Your output should consist of the data, copied exactly.

* * *

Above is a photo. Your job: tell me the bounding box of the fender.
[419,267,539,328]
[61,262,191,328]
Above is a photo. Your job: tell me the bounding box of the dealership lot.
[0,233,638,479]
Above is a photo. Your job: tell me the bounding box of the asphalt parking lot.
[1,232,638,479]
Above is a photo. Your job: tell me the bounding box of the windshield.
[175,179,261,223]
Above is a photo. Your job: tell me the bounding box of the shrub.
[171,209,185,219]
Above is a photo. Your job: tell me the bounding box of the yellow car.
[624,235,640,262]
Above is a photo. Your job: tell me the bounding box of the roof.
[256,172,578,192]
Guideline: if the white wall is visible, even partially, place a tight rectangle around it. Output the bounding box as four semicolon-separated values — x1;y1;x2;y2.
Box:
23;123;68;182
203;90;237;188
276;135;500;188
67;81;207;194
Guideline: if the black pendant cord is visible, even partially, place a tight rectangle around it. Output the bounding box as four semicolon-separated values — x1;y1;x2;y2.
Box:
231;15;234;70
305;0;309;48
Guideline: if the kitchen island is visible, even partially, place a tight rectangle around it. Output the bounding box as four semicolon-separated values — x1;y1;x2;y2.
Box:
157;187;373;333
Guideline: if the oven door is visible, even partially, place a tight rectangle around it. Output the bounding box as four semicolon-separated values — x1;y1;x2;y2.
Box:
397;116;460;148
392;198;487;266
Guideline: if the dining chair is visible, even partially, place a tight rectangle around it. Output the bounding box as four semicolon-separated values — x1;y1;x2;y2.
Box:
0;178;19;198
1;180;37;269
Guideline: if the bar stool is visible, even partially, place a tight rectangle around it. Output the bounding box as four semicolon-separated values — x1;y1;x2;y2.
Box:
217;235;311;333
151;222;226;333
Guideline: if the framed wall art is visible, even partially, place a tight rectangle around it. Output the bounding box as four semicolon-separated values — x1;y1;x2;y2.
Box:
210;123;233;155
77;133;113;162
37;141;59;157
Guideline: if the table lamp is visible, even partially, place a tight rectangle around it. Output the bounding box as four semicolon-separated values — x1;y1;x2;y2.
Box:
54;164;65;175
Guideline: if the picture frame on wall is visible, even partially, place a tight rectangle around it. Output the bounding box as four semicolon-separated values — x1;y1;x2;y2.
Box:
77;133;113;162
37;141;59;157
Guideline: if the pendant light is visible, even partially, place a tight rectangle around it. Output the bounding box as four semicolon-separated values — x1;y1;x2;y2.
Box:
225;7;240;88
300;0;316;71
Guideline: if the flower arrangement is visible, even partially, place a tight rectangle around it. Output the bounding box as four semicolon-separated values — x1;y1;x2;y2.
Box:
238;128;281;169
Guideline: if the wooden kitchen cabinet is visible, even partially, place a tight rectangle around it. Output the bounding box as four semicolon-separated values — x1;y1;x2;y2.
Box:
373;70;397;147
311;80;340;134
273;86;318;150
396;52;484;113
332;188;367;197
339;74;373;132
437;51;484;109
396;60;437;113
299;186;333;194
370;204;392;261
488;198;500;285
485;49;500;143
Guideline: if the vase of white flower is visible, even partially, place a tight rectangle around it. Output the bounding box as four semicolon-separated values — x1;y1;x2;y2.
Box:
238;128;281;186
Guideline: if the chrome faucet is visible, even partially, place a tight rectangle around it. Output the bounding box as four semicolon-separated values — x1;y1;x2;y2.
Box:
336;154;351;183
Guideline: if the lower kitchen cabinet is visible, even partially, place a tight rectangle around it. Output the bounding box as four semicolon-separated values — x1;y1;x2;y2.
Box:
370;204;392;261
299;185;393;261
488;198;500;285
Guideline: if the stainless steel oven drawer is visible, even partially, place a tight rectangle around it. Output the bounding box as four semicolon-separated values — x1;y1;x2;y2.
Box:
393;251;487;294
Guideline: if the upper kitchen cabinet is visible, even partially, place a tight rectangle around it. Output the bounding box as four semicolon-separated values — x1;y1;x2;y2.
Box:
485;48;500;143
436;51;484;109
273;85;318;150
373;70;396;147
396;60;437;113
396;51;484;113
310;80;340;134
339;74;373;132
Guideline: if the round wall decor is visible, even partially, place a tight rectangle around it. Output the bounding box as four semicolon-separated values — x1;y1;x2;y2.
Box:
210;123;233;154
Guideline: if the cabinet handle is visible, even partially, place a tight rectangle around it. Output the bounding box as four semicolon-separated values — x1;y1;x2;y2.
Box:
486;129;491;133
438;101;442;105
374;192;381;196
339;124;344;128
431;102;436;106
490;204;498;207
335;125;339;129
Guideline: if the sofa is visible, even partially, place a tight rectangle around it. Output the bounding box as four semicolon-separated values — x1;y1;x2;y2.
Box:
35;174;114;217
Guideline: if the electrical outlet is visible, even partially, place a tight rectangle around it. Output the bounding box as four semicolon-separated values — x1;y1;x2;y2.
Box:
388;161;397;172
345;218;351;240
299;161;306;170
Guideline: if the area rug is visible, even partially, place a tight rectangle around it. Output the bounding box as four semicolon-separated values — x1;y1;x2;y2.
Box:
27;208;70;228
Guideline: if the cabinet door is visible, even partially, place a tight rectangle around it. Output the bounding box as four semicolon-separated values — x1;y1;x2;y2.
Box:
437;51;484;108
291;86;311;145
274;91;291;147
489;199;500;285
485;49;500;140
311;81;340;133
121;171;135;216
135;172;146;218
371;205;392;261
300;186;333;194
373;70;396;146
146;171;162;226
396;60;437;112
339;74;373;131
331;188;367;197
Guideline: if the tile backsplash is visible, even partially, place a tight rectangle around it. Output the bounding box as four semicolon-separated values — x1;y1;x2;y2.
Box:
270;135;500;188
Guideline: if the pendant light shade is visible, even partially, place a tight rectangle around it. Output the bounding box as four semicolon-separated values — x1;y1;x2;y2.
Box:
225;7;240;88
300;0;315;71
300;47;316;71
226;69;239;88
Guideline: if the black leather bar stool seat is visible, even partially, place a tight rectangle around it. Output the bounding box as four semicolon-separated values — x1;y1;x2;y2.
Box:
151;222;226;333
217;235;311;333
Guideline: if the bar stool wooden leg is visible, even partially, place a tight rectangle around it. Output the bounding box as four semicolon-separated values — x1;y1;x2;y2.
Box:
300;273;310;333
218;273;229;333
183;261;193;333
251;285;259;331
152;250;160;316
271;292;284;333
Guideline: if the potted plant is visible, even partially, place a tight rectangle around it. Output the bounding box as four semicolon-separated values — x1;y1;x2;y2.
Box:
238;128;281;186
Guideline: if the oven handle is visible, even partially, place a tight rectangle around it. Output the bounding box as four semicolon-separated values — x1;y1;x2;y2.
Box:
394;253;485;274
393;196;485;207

* * *

Output below
Above is a photo. Your job: tell me the bounding box of the fender.
[419,267,539,328]
[61,262,191,328]
Above is a photo. Your job: tell me the bounding box of the dealership lot.
[0,233,638,479]
Above is a photo. Your job: tell me the bounding box of the asphalt parking lot.
[1,232,638,479]
Above is a photo. Your job: tell me the bounding box of the windshield.
[175,179,261,223]
Above is a photo. Your job: tell me the bounding box of the shrub.
[171,209,185,219]
Above is a photo. Your job: tell me the bounding box of the yellow car.
[624,235,640,262]
Above is a photo. Your job: tell me the bounding box of the roof.
[256,172,578,192]
Guideline: if the white wall is visible, even partially, place a tight rectangle around it. Output the bounding box as four semicolon-separated values — x1;y1;x2;y2.
Box:
23;123;68;182
203;90;237;188
276;135;500;188
67;81;207;194
Guideline: if the black pendant cord is visible, even partially, place a tight rectangle around it. Output the bounding box as four semicolon-separated values — x1;y1;x2;y2.
Box:
231;15;234;70
305;0;309;48
Guideline: if the kitchen island is visible, even partially, place a tight rectangle around it. Output the bounding box as four semicolon-separated values — x1;y1;x2;y2.
Box:
157;187;373;333
Guideline: if the oven door is visible, even partially, place a tight rectangle around it. Output the bounding box as four semicolon-separated values — x1;y1;x2;y2.
Box:
397;116;460;148
392;198;487;266
Guideline: if the dining chair is visible, even partially, place a tight rectangle around it. Output the bounding box as four semicolon-separated values — x1;y1;x2;y2.
Box:
0;178;19;198
1;180;37;269
Guideline: if the bar stool is visible, even partially, place a tight rectangle around it. Output the bounding box as four semicolon-separated values — x1;y1;x2;y2.
Box:
217;235;311;333
151;222;226;333
Guideline: if the framed wall art is visible, even partially, place a tight rectangle around it. Output the bounding box as four semicolon-separated values — x1;y1;x2;y2.
Box:
210;123;233;155
77;133;113;162
37;141;59;157
Guideline: if the table lamp is visible, even partially, place a tight rectangle around it. Output the bounding box as four semicolon-separated values — x1;y1;x2;y2.
Box:
54;164;65;175
Guideline: if the picture frame on wall is visible, even partially, place a tight rectangle around it. Output the bounding box as four semicolon-separated values — x1;y1;x2;y2.
Box:
77;133;113;162
37;141;59;157
Guideline: if the pendant light is visible, even partially, place a tight rectangle around it. Output the bounding box as four semicolon-separated values — x1;y1;x2;y2.
Box:
225;7;240;88
300;0;316;71
Guideline: if the flower arrangement is visible, even partially, place a tight rectangle around it. Output the bounding box as four semicolon-separated values — x1;y1;x2;y2.
Box:
238;128;281;169
Guideline: if the wooden kitchen cabinet is visible, even partially, place a tight rectangle around it. Output the bounding box as four semicolon-separated values — x1;y1;x2;y2.
Box:
373;70;397;147
311;80;340;134
273;86;318;150
396;52;484;113
332;188;367;197
339;74;373;132
437;51;484;109
396;60;437;113
299;186;333;194
370;204;392;261
488;198;500;285
485;49;500;143
Guideline: if the vase of white flower is visible, even partially, place a tight rectangle around it. Output the bounding box as four semicolon-separated values — x1;y1;x2;y2.
Box:
238;128;281;186
Guideline: if the chrome faucet is visible, even partially, place a tight rectangle around it. Output the bounding box as four semicolon-separated values — x1;y1;x2;y2.
Box:
336;154;351;183
Guideline: if the lower kitchen cabinet is visible, even partially, place a tight rectangle around it. Output the bounding box as four semicolon-separated values — x1;y1;x2;y2.
Box:
370;204;392;261
299;185;393;261
488;198;500;285
Guideline: if the stainless steel oven drawer is visible, even partially, place a tight rectangle around it. Output the bounding box as four semicolon-separated values — x1;y1;x2;y2.
Box:
393;251;487;294
Guideline: if the upper kitchen cabinet is visible, even partially, place a tight rectangle around it. Output the bounding box as four semicolon-separated values — x1;y1;x2;y2.
Box:
485;48;500;143
436;51;484;109
273;85;318;150
373;70;396;147
396;60;437;113
396;51;484;113
310;80;340;134
339;74;373;132
Guideline: if the round wall decor is visible, even partially, place a tight rectangle around it. Output the bounding box as four semicolon-separated values — x1;y1;x2;y2.
Box:
210;123;233;154
Guideline: if the cabinet handle is visible, even partially, place a tight rectangle around it. Output the bounding box as four semicolon-separated values — x1;y1;x2;y2.
Box:
486;129;491;133
438;101;442;105
374;192;381;196
339;124;344;128
431;102;436;106
490;204;498;207
335;125;339;129
Guideline: if the sofa is visible, even partially, place a tight rectangle around it. Output the bounding box as four semicolon-separated values — x1;y1;x2;y2.
Box:
35;174;114;217
Guideline: if the electrical outlet is visible, even partially, place a tight rectangle around it. Output the bounding box as four semicolon-separated values — x1;y1;x2;y2.
Box:
388;161;397;172
345;218;351;240
299;161;306;170
Guideline: if the area rug is visible, even partially, place a tight rectangle around it. Output the bounding box as four semicolon-separated values — x1;y1;x2;y2.
Box:
27;208;70;228
Guideline: if the cabinet door is visible, even partially, place a tight rectangle around it. Output the bounding box as four semicolon-separated values — x1;y1;x2;y2.
Box:
437;51;484;108
291;86;311;145
274;91;291;147
489;199;500;285
485;49;500;140
311;81;340;133
121;171;135;216
135;172;146;218
371;205;392;261
300;186;333;194
373;70;396;146
146;171;162;226
396;60;437;112
339;74;373;131
331;188;367;197
Guideline: if the tile backsplash is visible, even partially, place a tight rectangle around it. Output the bounding box as four semicolon-separated values — x1;y1;x2;y2.
Box:
270;135;500;188
Guideline: if the pendant light shade is visible, even partially, place a tight rectangle around it. Output the bounding box as four semicolon-separated values — x1;y1;x2;y2.
Box:
225;7;240;88
300;0;315;71
300;47;316;71
226;69;239;88
Guideline: if the black leather bar stool seat is visible, even partially, place a tight rectangle around it. Output the bounding box as four semicolon-separated values — x1;y1;x2;y2.
Box:
151;222;226;333
217;235;311;333
Guideline: if the bar stool wooden leg is visible, even partially, place a tight rectangle around it. Output the bounding box as four semicolon-separated values — x1;y1;x2;y2.
Box:
300;273;310;333
218;273;229;333
183;261;193;333
251;285;259;331
152;250;160;316
271;292;284;333
Guideline: if the potted plant is visible, even partially, place a tight rectangle around it. Output the bounding box as four semicolon-separated values — x1;y1;x2;y2.
Box:
238;128;281;186
Guideline: if the oven handle is visible, even partially, place a tight rectangle around it. Output the bounding box as four semicolon-separated values — x1;y1;x2;y2.
Box:
394;253;485;274
393;196;485;207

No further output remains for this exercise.